Exercise details: Look below for the line containing "Where can you see the black pants". Output it and each remaining line of the entries exactly, and nothing else.

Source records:
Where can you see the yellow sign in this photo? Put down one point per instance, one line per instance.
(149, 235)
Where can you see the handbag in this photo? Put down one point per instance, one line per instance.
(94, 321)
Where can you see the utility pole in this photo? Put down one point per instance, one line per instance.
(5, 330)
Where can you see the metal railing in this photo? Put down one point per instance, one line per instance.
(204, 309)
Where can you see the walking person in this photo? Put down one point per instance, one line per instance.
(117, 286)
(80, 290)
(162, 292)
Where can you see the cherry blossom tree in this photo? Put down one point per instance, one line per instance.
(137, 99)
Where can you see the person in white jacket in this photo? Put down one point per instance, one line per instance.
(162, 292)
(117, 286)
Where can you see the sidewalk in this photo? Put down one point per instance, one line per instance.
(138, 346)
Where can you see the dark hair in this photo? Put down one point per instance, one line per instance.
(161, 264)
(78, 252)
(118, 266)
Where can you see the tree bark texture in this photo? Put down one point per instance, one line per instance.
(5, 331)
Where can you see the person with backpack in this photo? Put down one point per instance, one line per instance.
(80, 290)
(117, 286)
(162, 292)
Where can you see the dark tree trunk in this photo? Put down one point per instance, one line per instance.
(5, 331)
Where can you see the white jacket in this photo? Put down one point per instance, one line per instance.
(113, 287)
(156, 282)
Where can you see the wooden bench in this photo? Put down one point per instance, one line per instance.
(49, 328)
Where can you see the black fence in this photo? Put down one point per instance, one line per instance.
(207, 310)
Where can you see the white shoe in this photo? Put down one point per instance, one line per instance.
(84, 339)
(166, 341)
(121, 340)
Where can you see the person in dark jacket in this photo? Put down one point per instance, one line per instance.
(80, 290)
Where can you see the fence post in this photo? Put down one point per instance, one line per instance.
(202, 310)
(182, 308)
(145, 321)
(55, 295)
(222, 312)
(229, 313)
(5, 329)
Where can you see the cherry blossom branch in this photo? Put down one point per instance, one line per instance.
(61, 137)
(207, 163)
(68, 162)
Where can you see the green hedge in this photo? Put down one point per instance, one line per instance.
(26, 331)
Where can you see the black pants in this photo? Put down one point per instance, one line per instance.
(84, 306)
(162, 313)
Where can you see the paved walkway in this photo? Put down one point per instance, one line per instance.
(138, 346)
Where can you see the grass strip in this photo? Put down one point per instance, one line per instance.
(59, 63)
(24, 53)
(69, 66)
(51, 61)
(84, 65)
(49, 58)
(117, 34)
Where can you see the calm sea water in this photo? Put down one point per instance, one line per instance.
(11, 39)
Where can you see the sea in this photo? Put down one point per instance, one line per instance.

Solution:
Where can you see the black pants in this photo? Put down one point per instance, one line per instance.
(84, 306)
(162, 313)
Where can you see the paved walkway in this photo? Put down one point per instance, one line per instance.
(138, 346)
Where can you see the grass strip in this photo? Put down one point per instance, one line per instance.
(59, 63)
(24, 53)
(69, 66)
(51, 61)
(84, 65)
(49, 58)
(117, 34)
Where can you see the calm sea water in this photo? Put down one point per instance, one line per instance.
(11, 39)
Where can you see the sea in this photo? Put down one point per instance, one line per instance.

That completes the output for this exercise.